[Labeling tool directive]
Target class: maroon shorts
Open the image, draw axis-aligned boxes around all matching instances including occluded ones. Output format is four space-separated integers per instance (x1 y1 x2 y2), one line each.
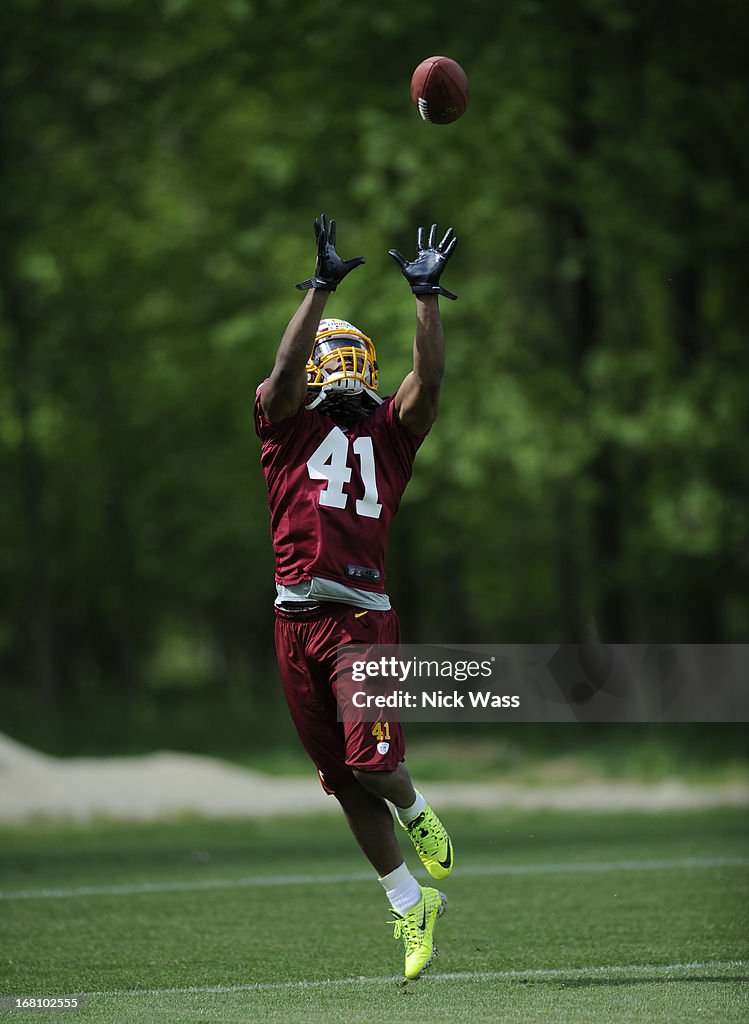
276 603 406 794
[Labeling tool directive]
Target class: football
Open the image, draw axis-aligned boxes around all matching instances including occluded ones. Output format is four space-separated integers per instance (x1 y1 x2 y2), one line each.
411 56 469 125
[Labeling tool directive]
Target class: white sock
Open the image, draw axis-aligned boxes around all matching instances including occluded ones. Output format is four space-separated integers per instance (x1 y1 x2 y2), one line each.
379 863 421 913
396 790 426 825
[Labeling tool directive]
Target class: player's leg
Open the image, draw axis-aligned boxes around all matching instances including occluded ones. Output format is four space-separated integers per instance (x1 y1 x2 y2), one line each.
353 765 455 879
335 777 403 878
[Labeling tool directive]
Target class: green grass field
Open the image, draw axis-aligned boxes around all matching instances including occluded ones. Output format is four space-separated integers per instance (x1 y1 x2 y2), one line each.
0 810 749 1024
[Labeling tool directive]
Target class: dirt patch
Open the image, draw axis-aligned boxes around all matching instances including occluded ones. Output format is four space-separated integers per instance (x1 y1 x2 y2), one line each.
0 734 749 823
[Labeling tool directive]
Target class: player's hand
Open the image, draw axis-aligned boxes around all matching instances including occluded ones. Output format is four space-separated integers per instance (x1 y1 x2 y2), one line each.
296 213 364 292
388 224 458 299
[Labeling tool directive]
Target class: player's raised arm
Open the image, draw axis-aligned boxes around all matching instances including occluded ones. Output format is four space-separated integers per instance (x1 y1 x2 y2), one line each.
389 224 458 434
260 214 364 423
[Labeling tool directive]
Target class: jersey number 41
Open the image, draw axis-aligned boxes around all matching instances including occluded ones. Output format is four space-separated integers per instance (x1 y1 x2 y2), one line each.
307 427 382 519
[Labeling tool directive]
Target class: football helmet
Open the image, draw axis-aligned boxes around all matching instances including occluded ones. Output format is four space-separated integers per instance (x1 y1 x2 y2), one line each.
306 316 382 409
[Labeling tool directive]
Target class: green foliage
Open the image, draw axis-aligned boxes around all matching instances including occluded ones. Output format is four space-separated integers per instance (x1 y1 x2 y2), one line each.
0 0 749 729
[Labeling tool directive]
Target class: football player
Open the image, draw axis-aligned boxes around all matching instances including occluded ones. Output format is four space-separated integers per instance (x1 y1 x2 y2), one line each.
255 214 457 979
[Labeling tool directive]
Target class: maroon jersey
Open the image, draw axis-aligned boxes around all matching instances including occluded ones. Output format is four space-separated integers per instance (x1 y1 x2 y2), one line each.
255 384 425 592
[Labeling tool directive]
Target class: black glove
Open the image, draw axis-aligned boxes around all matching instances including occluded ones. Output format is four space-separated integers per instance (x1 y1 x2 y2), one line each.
296 213 364 292
388 224 458 299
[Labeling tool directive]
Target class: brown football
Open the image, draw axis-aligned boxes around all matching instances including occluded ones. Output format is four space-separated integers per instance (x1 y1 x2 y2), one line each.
411 56 470 125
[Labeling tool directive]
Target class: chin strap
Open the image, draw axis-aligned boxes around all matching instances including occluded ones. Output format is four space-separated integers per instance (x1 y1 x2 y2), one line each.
304 382 382 409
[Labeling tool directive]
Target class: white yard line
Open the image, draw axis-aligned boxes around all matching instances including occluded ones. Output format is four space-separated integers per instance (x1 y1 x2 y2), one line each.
75 961 749 998
0 857 749 901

--------

### Your goal:
List every line of the material that contains the word "white", matching case exactly.

### Exercise response:
Target class: white sock
Target class: white yard line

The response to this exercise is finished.